--- START Records shown ---
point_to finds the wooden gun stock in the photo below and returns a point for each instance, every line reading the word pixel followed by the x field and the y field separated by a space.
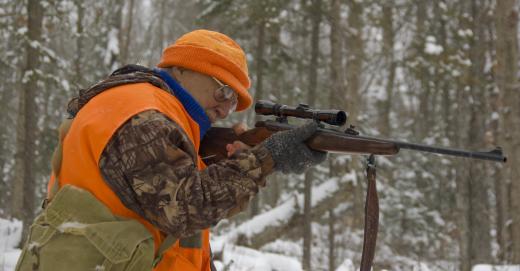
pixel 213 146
--- END Records shown ---
--- START Records shown ---
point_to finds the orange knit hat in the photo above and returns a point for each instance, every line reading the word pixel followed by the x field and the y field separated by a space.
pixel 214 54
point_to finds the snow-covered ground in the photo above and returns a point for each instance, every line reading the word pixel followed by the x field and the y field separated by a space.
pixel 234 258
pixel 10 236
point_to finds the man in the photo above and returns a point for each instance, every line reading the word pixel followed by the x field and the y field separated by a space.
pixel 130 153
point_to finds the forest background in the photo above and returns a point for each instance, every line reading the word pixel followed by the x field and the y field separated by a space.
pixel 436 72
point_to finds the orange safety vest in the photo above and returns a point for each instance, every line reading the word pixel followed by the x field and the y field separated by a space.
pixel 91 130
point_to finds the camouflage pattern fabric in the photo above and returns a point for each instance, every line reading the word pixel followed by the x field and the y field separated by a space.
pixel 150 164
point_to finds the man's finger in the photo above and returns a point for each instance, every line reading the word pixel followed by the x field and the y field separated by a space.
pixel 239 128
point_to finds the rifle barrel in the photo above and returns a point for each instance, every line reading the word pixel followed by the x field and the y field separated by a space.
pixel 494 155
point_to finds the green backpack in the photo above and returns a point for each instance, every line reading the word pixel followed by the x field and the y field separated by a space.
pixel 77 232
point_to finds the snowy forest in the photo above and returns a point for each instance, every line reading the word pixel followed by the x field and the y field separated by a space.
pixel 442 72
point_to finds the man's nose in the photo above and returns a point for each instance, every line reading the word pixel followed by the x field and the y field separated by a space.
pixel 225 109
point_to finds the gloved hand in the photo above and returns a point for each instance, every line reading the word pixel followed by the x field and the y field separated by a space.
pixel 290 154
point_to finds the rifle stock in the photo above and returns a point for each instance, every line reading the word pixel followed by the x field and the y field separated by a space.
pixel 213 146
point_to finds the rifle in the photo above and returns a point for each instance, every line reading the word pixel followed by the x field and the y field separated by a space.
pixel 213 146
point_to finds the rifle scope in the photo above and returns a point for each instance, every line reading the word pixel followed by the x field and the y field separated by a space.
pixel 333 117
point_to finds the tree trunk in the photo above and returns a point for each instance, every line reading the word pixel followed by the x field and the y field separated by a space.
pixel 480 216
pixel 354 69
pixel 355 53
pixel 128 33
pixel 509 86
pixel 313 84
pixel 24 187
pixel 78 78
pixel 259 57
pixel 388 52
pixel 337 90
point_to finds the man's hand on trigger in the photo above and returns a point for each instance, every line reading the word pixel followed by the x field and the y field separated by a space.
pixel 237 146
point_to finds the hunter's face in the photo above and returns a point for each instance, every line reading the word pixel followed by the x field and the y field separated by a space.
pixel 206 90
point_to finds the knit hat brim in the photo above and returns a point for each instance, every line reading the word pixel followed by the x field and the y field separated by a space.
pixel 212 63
--- END Records shown ---
Format the lines from the one with "point_to finds the forest" through the one with "pixel 91 130" as a numbered list, leaving out any blank lines.

## Response for this exercise
1. point_to finds the forest background in the photo above and returns a point for each instance, every line reading the word pixel followed by the x field and the y field separated by a space.
2. pixel 436 72
3. point_to finds the orange safety vest in the photo above and returns a point for each instance, every line reading the word pixel followed by the x field and the y field separated by a space.
4. pixel 91 130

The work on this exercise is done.